**Tarea:** Localiza en los datos de abajo todas las líneas que contienen la palabra "bokeh" y cópialas.

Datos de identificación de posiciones
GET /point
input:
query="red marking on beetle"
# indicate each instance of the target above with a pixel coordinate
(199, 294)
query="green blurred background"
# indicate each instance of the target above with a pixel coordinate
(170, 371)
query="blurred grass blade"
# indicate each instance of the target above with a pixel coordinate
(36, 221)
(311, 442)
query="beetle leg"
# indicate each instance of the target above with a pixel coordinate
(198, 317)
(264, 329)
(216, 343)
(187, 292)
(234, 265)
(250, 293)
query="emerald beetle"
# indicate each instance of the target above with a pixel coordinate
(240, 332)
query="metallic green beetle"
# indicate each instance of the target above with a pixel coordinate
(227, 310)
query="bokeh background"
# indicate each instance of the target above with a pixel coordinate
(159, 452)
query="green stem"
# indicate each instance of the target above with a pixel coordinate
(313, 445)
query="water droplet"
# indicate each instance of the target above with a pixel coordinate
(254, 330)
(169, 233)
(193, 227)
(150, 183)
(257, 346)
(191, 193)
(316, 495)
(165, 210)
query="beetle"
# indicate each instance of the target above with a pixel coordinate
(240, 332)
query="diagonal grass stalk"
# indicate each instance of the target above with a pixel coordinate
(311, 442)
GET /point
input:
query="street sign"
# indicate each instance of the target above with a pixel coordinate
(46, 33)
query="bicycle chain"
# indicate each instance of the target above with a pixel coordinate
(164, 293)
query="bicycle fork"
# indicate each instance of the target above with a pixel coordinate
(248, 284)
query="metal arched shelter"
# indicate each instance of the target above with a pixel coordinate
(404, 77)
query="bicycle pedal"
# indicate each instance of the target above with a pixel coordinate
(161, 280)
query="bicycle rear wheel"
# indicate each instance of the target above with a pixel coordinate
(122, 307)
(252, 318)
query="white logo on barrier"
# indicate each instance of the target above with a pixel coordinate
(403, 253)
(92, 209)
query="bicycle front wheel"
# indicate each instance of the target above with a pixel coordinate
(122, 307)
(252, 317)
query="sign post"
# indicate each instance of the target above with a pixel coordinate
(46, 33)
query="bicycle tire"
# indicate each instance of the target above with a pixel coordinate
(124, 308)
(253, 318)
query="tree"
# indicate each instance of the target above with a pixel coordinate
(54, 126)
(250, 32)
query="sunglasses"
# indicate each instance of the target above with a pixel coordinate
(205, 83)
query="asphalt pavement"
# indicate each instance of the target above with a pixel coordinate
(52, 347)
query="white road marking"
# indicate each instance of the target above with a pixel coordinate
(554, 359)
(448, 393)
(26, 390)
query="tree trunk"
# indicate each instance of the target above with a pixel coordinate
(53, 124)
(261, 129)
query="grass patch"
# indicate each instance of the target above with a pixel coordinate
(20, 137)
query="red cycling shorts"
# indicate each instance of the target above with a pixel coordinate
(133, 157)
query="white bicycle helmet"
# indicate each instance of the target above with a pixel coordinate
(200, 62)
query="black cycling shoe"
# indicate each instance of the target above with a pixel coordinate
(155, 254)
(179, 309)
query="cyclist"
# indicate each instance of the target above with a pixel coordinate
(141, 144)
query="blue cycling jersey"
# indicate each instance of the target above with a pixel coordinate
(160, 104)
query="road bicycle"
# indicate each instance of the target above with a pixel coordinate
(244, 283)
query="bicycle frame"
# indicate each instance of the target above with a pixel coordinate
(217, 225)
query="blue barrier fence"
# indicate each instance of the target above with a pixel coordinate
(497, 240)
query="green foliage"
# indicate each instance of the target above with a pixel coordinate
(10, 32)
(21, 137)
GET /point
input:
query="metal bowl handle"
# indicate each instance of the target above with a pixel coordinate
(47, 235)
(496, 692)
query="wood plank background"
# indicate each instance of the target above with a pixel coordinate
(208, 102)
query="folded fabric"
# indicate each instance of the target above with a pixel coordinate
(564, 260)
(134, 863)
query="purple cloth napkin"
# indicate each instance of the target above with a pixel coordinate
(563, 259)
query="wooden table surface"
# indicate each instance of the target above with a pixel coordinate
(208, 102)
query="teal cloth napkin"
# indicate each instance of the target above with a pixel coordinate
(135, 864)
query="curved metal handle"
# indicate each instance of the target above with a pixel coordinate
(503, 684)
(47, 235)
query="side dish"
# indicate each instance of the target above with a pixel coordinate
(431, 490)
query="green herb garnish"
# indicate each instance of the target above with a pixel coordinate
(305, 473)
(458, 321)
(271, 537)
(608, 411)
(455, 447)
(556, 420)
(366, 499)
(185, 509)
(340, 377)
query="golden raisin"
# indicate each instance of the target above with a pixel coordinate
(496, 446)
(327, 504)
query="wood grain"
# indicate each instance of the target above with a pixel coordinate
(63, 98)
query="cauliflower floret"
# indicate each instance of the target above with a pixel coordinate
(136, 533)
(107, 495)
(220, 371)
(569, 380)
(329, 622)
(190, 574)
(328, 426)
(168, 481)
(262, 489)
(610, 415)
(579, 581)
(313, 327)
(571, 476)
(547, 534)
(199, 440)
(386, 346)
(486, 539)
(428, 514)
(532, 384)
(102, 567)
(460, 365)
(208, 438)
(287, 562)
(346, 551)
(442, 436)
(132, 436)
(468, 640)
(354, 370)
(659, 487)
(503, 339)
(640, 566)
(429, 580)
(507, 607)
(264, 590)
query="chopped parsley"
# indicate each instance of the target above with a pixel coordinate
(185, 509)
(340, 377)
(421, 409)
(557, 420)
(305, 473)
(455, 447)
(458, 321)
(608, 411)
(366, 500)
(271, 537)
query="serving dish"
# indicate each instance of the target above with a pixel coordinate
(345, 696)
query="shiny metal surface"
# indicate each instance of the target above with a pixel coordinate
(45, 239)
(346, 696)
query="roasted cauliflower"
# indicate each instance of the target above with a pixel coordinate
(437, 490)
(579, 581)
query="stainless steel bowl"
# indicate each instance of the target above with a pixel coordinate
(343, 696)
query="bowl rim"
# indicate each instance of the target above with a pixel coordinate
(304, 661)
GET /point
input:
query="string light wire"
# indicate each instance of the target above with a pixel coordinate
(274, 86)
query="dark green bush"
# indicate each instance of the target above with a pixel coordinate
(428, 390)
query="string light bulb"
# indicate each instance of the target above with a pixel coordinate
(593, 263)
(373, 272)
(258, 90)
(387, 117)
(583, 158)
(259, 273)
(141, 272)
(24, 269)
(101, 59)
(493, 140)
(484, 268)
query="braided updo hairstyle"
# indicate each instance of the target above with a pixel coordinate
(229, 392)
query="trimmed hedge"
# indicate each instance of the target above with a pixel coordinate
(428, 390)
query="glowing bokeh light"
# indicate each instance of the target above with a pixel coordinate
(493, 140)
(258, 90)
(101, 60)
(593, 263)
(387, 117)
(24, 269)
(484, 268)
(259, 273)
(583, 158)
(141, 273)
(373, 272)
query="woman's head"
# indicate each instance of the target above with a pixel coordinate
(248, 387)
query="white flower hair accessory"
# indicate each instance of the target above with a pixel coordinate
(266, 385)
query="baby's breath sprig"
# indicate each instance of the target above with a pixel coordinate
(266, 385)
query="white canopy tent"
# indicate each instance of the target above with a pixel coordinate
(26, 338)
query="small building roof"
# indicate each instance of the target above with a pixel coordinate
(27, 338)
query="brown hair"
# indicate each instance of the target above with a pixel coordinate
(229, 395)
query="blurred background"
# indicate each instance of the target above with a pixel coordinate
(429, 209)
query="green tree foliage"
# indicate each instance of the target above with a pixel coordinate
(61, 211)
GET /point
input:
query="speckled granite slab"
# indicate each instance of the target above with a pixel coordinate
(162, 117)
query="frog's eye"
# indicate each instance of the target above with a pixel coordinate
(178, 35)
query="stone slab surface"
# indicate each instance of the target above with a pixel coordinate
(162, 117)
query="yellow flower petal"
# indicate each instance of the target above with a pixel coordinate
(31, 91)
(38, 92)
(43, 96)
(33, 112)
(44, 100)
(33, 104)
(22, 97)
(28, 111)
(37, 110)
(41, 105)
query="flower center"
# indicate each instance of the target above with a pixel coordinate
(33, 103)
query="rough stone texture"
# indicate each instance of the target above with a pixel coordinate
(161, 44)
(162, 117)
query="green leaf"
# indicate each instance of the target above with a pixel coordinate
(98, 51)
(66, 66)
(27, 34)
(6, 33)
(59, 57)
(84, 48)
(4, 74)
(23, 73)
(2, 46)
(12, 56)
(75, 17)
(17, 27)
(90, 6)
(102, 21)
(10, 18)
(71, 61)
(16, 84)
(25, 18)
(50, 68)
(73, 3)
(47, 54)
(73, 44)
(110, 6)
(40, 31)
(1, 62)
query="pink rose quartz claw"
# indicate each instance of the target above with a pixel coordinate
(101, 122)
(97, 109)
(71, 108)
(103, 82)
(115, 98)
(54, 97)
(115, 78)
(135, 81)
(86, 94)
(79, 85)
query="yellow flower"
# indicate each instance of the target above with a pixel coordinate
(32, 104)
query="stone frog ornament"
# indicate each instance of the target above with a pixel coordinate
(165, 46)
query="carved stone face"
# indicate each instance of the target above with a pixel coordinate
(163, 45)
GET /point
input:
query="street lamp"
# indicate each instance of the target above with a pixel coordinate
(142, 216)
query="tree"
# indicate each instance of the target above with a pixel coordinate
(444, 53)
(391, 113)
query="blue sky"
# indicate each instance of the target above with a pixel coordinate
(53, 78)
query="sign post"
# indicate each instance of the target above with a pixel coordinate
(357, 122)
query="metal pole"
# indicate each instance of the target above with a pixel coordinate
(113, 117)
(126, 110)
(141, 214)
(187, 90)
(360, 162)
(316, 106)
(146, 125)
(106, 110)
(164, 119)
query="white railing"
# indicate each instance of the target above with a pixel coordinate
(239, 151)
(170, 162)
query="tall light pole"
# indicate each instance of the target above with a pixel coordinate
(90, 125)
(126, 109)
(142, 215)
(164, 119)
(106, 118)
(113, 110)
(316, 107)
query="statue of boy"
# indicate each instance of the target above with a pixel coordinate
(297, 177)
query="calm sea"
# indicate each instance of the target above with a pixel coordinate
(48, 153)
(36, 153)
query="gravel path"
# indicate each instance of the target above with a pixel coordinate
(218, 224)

**Solución:**
query="bokeh background"
query="glowing bokeh light"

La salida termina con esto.